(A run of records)
┄┄┄┄┄┄
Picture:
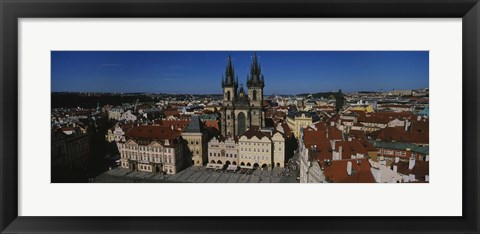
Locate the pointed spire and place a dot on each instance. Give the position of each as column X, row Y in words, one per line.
column 229, row 72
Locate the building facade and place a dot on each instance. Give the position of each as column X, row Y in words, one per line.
column 261, row 148
column 223, row 151
column 242, row 109
column 152, row 149
column 196, row 140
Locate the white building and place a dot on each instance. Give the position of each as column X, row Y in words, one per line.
column 128, row 116
column 152, row 149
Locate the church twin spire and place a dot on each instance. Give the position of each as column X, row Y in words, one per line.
column 229, row 78
column 254, row 79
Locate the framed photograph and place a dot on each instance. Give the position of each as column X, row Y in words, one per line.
column 256, row 116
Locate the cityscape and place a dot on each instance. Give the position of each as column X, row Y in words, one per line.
column 240, row 117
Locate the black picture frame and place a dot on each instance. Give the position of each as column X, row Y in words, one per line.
column 11, row 11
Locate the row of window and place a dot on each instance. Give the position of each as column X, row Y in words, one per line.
column 255, row 157
column 157, row 159
column 223, row 155
column 254, row 150
column 146, row 148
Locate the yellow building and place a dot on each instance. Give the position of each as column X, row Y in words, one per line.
column 299, row 120
column 364, row 108
column 261, row 149
column 152, row 149
column 197, row 141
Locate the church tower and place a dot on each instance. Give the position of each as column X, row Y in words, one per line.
column 230, row 86
column 255, row 84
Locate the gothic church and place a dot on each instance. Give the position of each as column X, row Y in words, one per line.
column 242, row 110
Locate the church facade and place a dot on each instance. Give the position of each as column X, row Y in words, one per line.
column 242, row 109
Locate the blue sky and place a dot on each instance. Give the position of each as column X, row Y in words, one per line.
column 200, row 72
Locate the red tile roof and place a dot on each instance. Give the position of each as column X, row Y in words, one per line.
column 145, row 134
column 350, row 148
column 212, row 123
column 336, row 171
column 398, row 134
column 320, row 152
column 420, row 170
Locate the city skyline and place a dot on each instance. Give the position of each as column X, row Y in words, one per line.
column 197, row 72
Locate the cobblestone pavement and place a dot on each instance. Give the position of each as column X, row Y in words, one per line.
column 195, row 174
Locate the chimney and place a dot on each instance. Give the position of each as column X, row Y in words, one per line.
column 349, row 168
column 340, row 152
column 376, row 174
column 411, row 163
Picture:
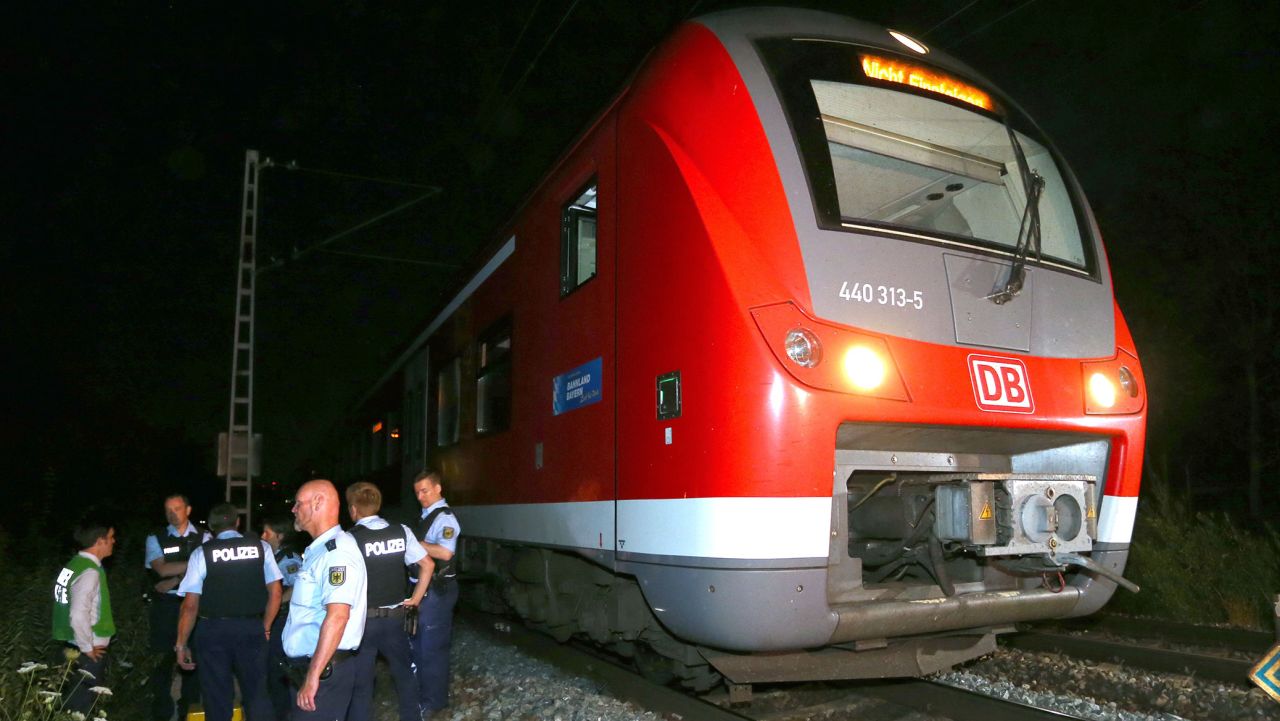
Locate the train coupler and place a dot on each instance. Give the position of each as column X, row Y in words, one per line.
column 1093, row 566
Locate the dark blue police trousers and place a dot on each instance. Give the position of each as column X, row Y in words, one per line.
column 277, row 680
column 384, row 635
column 432, row 646
column 333, row 697
column 228, row 644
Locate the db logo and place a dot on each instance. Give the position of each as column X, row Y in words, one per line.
column 1000, row 384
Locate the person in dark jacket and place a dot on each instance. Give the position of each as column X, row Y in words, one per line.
column 388, row 550
column 233, row 585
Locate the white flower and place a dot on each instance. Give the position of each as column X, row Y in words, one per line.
column 31, row 666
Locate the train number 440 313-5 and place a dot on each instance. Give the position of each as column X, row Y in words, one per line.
column 882, row 295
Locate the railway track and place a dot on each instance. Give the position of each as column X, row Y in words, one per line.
column 1203, row 652
column 882, row 701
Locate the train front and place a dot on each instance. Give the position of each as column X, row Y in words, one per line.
column 908, row 413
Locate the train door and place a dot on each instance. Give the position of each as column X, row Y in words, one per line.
column 415, row 445
column 572, row 340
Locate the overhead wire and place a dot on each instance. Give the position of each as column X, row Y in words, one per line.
column 988, row 26
column 293, row 165
column 338, row 236
column 949, row 18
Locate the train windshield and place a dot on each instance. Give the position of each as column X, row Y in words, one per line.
┄┄┄┄┄┄
§ **What you will do**
Return, unchanged, each line from the line containing "Locate the railway" through the last line of the material.

§ **Solution to the problem**
Locate the railway track and place a dot on each instance. Give the position of each as column X, row Y in words, one per line.
column 1203, row 652
column 882, row 701
Locate the train front and place a dot on each instance. Give the position of each as column X, row Y in words, one per line.
column 908, row 413
Locate the train door and place a dot on each instance. Give the position of each as column X, row Y in words, one per line.
column 415, row 445
column 572, row 340
Locate the overhead wire and place a dot on each instance. Give the position of each as column X, row Y in words, one per line.
column 988, row 26
column 293, row 165
column 338, row 236
column 949, row 18
Locate the train windshield and place a dot on each instance. Give the position of each as column X, row Y in words, one per line.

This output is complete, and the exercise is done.